### Supplied text
★ ★ ★ ★ ★ ★ ★

I do urge you to try it ... and would love to hear your feedback after using it.
We understand the growing popularity of Pods, but also respect the needs of vapers along the entire vaping journey and we're not giving up on our open system users (a.k.a refillable / re-useable). The Clearo Pod uses the same coil as the Clearo 2 and the coils are of a very high standard, rest assured - Clearo is our oldest and one of our most important brands.

However, we are always working on the next "thing" - always trying to innovate where we can and bring you products that aren't just on trend, but hopefully set the trend. So you should see more exciting developments in this regard in the near future.

Look forward to hearing more from you guys ...

Reactions: Winner 3


----------



## Mic Lazzari (19/11/19)

Resistance said:


> Other question, is there a trade in on the CUE seeing that we can't find pods anywhere?


Hi Resistance, please tell me more about where you are not finding pods? This should not be the case? As far as I know, our production on Cue has been running smoothly and production rates have been above quota.

Reactions: Winner 1


----------



## Mic Lazzari (19/11/19)

Faraaz said:


> Also the availability of twisp coils at almost every major mall ! Just hope the coils are of a good standard


The Clearo coils are of top notch grade. There have been many to try and copy it, but they don't come close. Ours is the original and the best.

Reactions: Winner 1


----------



## Faraaz (19/11/19)

Mic Lazzari said:


> Hi Resistance, please tell me more about where you are not finding pods? This should not be the case? As far as I know, our production on Cue has been running smoothly and production rates have been above quota.


I think he refers to and i have also given up on that , that is non Twisp outlets, however i see Twisp Kiosks always have stock

Reactions: Like 1 | Informative 1


----------



## Mic Lazzari (19/11/19)

Faraaz said:


> I think he refers to and i have also given up on that , that is non Twisp outlets, however i see Twisp Kiosks always have stock


I will follow up on that, and would appreciate you mentioning which outlets in particular.
Note, we are not represented in Clicks anymore, but Spar, Pick 'n Pay and Diskem are doing well.

★ ★ ★ ★ ★ ★ ★

### Material
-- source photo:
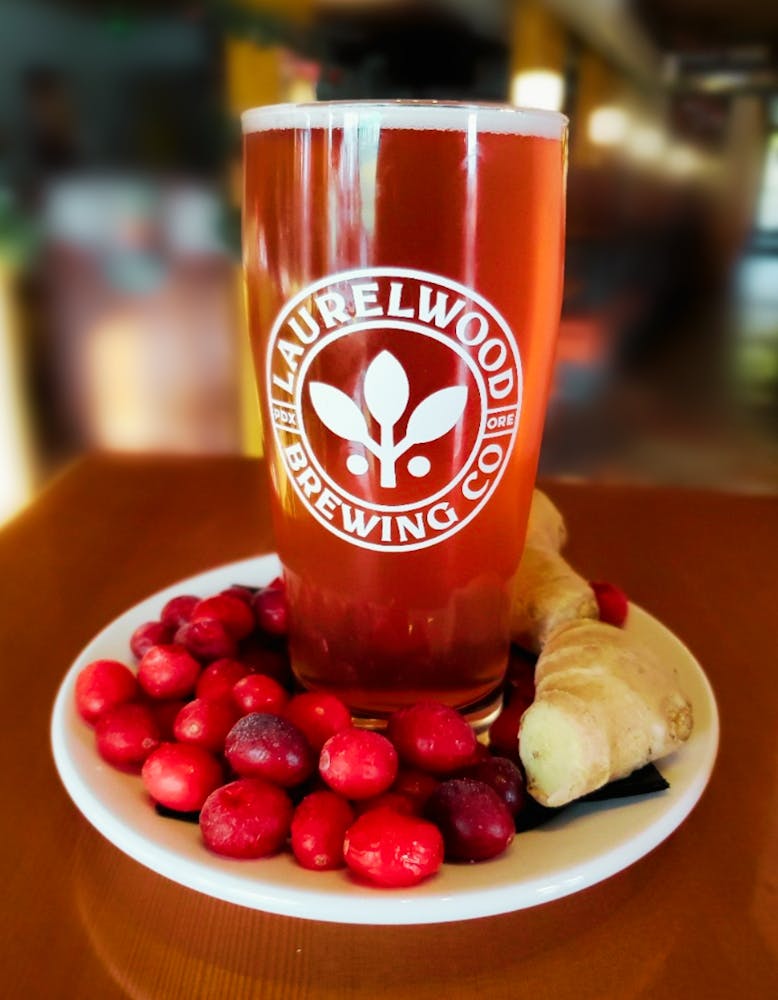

★ ★ ★ ★ ★ ★ ★

### Problem to work on
Write the next part of the forum thread about Twisp vaping products, picking up after its final post.

### Answer to the problem
Reactions: Informative 1


----------



## HPBotha (19/11/19)

Resistance said:


> I just want to tell you @HPBotha a job well done following the trends for a company that didn't want to change.
> Change is good especially if it means moving forward.
> Looking forward to trying out your innovations...Awesome!





Trust me, i am a very little cog in the machine! We are blessed that Twisp is a progressive organisation, and we do allot of R&D on every option that is released to find the best solution for our customers....and then we do allot of design work that you will not see. @Mic Lazzari is the Design lead and has seriously been pushing allot of our new designs into development. 

@Mic Lazzari We should do an ecigssa post one day fully taking a product from start to finish, to show what Twisp Design really is.

Reactions: Agree 1 | Winner 1


----------



## Mic Lazzari (19/11/19)

HPBotha said:


> Trust me, i am a very little cog in the machine! We are blessed that Twisp is a progressive organisation, and we do allot of R&D on every option that is released to find the best solution for our customers....and then we do allot of design work that you will not see. @Mic Lazzari is the Design lead and has seriously been pushing allot of our new designs into development.
> 
> @Mic Lazzari We should do an ecigssa post one day fully taking a product from start to finish, to show what Twisp Design really is.


Thanks Heinrich. And Yes. That is a great idea ...

Reactions: Like 1


----------



## KarlDP (19/11/19)

Mic Lazzari said:


> It so great to see the positive reaction to our new Clearo Pod.
> I do urge you to try it ... and would love to hear your feedback after using it.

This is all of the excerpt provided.